═════ Selected passage ═════

Friday, 6 November 2020

Noreco: Tyra redevelopment project delayed from 2022 into Q2 2023


Norwegian Energy Company ASA (“Noreco” or “the Company”) announces today the following update on the Tyra Redevelopment Project:

  • As a consequence of the ongoing COVID-19 pandemic, first production from the Tyra Redevelopment is expected in Q2 2023 instead of 2022 as previously communicated
  • The project remains on track to be delivered within budget

Due to COVID-19, local governmental imposed restrictions at the fabrication yards have impacted the schedule of the new Tyra topsides, including through the global supply chain delivering key components for the topsides. As a direct consequence of this impact the installation of the four new topsides is rescheduled from 2021 to a 2022 installation-window. 

First production from the redeveloped Tyra is then expected in Q2 2023.


 Facts:  

  • Noreco is a North Sea E&P company and the second largest producer in Denmark with a 36.8% ownership in The Danish Underground Consortium (“DUC”).
  • The DUC is a partnership between the operator Total (43.2%), Noreco (36.8%) and Nordsøfonden (20%).
  • The Tyra Field is the largest gas condensate field in the Danish Sector of the North Sea. Its facilities process more than 90% of the gas produced in Denmark, as well as the entire gas production of the DUC.

═════

◆ What you need to do:
(1) List the partners in the Danish Underground Consortium named in the Tyra press release, with each partner's ownership share.
(2) Write a continuation of the Tyra press release, starting after its last fact about the Tyra Field.

═════ Provided information ═════

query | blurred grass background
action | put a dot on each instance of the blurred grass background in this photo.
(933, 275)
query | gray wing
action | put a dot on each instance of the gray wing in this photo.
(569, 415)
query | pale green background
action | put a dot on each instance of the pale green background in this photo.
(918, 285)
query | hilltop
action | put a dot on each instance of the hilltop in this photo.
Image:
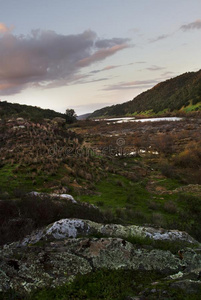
(182, 93)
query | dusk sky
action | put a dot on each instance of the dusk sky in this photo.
(87, 54)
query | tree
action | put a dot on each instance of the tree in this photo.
(70, 113)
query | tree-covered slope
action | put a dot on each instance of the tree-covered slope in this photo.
(8, 110)
(172, 94)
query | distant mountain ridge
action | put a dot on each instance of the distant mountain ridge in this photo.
(170, 95)
(8, 110)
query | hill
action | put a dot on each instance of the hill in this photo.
(180, 93)
(8, 110)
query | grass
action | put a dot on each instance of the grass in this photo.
(99, 284)
(110, 285)
(14, 177)
(115, 192)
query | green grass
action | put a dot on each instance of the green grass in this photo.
(191, 107)
(14, 177)
(110, 285)
(99, 284)
(114, 192)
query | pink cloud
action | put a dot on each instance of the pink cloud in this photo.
(45, 59)
(4, 28)
(100, 55)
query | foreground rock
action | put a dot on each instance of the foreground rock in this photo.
(55, 255)
(75, 227)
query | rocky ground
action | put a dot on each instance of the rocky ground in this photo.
(56, 254)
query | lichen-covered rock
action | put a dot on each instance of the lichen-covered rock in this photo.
(55, 263)
(73, 227)
(56, 254)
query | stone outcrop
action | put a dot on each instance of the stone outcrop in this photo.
(56, 254)
(66, 228)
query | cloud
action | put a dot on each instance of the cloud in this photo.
(100, 55)
(160, 37)
(4, 28)
(132, 85)
(46, 59)
(191, 26)
(108, 43)
(107, 68)
(155, 68)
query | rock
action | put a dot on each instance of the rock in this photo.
(59, 121)
(73, 227)
(55, 254)
(52, 264)
(53, 195)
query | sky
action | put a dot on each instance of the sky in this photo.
(88, 54)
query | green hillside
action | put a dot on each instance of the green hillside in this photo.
(181, 92)
(8, 110)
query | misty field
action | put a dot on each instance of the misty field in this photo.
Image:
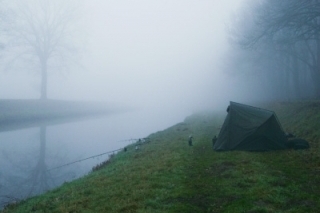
(167, 175)
(18, 114)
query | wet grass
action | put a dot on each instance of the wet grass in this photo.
(166, 175)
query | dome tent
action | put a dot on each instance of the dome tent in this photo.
(251, 129)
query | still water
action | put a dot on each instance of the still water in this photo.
(29, 157)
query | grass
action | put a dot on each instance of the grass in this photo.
(166, 175)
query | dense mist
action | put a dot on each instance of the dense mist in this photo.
(161, 60)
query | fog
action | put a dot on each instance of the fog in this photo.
(162, 59)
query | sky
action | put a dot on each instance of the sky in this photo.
(162, 58)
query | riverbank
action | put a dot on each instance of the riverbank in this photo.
(167, 175)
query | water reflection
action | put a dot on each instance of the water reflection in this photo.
(28, 156)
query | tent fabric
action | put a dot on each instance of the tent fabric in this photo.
(250, 128)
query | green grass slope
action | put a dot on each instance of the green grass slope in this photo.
(166, 175)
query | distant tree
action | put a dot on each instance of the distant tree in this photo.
(40, 34)
(290, 31)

═════

◆ Expected outputs:
(1)
- Total (operator): 43.2%
- Noreco: 36.8%
- Nordsøfonden: 20%

(2)
  • Due to seabed subsidence, the Tyra field required a redevelopment, a project that was sanctioned by the DUC in 2017.
  • The Tyra Redevelopment consists of three main elements: Removal and decommissioning of the prior Tyra platforms, reuse and 13 meters extension of the current jackets at six platforms that will have new topsides and a new process platform and a new accommodation platform. The project is, to date, the largest project carried out on Danish Continental Shelf. 
  • When back in operation, Tyra is expected to reach peak production of approximately 60,000 boepd.
Original article link:

Friday, 1 December 2017

Breathing new life into Tyra

The Danish Underground Consortium ("DUC") has approved an investment of DKK21 billion (USD3.4 billion) for the full redevelopment of the Tyra field.

DUC members are Total/Mærsk (31.2 %), Shell (36.8 %), Chevron (12 %) and Nordsøfonden (20 %). The development will ensure continued production from Denmark's largest field for years to come and will also rejuvenate important Danish offshore infrastructure. About 80% of the investment will be for modification of existing and construction of new facilities, with the remainder for decommissioning and removal.

The Mærsk press release noted:
"Tyra is the centre of Denmark’s national energy infrastructure, processing 90% of the nation’s gas production.

Through new development projects and third party tie-ins, the redevelopment of Tyra can be a catalyst for extending the life of the Danish North Sea – not just for Maersk Oil and the DUC, but also for Denmark."

"The new infrastructure can enable operators to pursue new gas projects in the northern part of the North Sea, where the most recent development, Tyra Southeast, delivered first gas in 2015 and is producing above expectations."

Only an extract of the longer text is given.